:: WHAT YOU NEED TO DO ::
Reproduce the items below, switching every "trial run" to "practice round" and leaving all other text unchanged.

:: DATA IN THIS EXERCISE ::
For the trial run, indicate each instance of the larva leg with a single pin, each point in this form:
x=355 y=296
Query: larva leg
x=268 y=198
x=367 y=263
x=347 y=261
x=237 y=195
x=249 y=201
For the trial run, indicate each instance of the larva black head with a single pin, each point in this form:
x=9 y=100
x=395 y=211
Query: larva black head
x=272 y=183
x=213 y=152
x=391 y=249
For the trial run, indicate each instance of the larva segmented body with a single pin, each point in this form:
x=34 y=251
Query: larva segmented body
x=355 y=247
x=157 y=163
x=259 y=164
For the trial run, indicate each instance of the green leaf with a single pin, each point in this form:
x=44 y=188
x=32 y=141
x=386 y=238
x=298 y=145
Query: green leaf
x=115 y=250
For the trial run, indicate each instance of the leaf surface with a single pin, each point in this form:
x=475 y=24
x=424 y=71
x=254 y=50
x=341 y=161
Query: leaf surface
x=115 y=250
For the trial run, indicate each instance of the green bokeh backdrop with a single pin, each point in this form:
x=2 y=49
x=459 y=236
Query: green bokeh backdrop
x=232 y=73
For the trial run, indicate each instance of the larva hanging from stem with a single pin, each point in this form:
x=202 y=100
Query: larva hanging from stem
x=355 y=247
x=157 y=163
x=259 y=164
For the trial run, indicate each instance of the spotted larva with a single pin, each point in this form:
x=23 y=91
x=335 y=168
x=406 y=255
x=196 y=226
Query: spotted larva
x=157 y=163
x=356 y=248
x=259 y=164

:: RESPONSE TO THE TASK ::
For the practice round, indicate each instance of the larva leg with a single pin, each point in this form:
x=355 y=296
Query: larva leg
x=268 y=198
x=367 y=263
x=347 y=261
x=237 y=195
x=249 y=201
For the practice round, indicate each instance of the larva black head with a single pin, each point in this form:
x=9 y=100
x=395 y=211
Query: larva black head
x=272 y=183
x=213 y=152
x=391 y=249
For the practice round, indicate each instance of the larva segmented body with a single pin, each point in this form:
x=34 y=251
Query: larva segmented body
x=355 y=247
x=157 y=163
x=259 y=164
For the practice round, indicate each instance of the green leaf with a single pin, each point in this form:
x=44 y=188
x=32 y=141
x=386 y=238
x=298 y=145
Query: green leaf
x=115 y=250
For the practice round, indicate each instance of the leaf surface with a single pin, each point in this form:
x=475 y=24
x=424 y=71
x=254 y=50
x=341 y=161
Query: leaf surface
x=115 y=250
For the practice round, indicate each instance of the green bokeh backdrop with a single pin, each point in this form:
x=2 y=49
x=459 y=236
Query: green bokeh backdrop
x=232 y=73
For the practice round, indicate each instance of the larva hanging from stem with a single pin, each point in this form:
x=202 y=100
Query: larva hanging from stem
x=355 y=247
x=157 y=163
x=259 y=164
For the practice round, indicate each instance of the spotted larva with a single pin, each point in this form:
x=23 y=91
x=335 y=168
x=406 y=255
x=196 y=226
Query: spotted larva
x=157 y=163
x=356 y=248
x=259 y=164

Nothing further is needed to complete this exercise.